Objetivo indicado: Extrae de los ítems cada línea que contenga la cadena "plate". Distingue entre mayúsculas y minúsculas.

Fragmentos de registros de anotación:

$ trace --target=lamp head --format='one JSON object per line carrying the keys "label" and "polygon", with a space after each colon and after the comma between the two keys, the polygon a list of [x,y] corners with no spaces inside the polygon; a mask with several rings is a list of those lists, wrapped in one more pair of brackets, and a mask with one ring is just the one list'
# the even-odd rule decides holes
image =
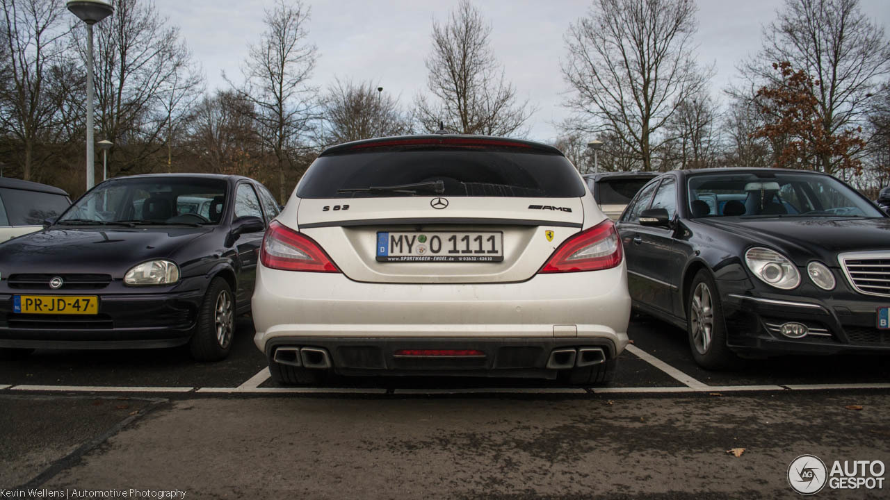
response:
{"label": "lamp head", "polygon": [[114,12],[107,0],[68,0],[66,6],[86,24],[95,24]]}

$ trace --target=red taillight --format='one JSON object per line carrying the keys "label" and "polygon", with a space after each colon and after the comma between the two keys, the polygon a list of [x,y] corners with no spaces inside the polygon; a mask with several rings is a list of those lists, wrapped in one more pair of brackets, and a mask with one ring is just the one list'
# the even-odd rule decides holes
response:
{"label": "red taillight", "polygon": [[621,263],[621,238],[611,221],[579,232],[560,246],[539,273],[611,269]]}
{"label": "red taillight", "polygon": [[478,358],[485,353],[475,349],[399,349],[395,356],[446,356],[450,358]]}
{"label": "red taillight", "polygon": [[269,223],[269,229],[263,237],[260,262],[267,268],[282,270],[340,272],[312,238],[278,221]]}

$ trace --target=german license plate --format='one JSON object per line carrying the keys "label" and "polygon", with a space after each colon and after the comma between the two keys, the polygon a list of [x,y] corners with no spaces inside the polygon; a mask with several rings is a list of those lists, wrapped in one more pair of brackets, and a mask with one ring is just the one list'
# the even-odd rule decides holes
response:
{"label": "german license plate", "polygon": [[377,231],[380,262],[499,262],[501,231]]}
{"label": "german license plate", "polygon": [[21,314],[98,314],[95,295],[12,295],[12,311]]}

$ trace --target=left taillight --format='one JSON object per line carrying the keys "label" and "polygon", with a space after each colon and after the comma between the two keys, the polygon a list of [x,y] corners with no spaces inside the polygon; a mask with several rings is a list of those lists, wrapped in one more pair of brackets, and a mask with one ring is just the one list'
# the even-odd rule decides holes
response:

---

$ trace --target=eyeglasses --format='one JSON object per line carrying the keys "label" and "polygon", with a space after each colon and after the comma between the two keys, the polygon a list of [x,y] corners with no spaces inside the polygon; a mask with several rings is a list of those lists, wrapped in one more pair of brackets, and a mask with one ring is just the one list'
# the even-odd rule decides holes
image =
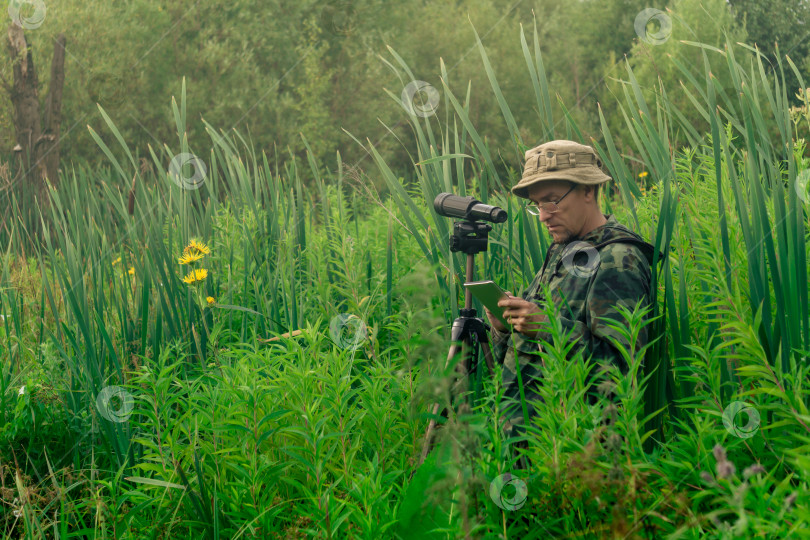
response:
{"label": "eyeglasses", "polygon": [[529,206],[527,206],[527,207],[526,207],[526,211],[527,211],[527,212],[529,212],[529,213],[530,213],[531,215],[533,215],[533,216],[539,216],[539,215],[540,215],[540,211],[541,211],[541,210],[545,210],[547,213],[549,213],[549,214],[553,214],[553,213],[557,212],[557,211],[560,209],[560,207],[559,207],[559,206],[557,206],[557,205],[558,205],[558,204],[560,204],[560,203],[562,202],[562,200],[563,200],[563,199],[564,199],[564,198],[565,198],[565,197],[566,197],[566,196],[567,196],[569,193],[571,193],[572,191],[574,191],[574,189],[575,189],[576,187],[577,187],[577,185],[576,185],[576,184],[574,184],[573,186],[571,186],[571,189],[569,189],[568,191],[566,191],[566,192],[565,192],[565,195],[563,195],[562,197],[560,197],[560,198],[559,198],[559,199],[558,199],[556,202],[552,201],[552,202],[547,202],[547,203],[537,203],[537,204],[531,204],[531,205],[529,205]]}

Respuesta a la tarea:
$ trace --target=german license plate --format='one JSON object per line carrying the keys "label" and "polygon", with a space after each colon and after the comma between the two keys, the polygon a list of [x,y] corners with no spaces inside the polygon; a mask with several rings is a list of those lists, wrapped in one more pair of brackets, and a mask with one ring is just the one list'
{"label": "german license plate", "polygon": [[377,231],[380,262],[499,262],[501,231]]}
{"label": "german license plate", "polygon": [[21,314],[98,314],[95,295],[12,295],[12,311]]}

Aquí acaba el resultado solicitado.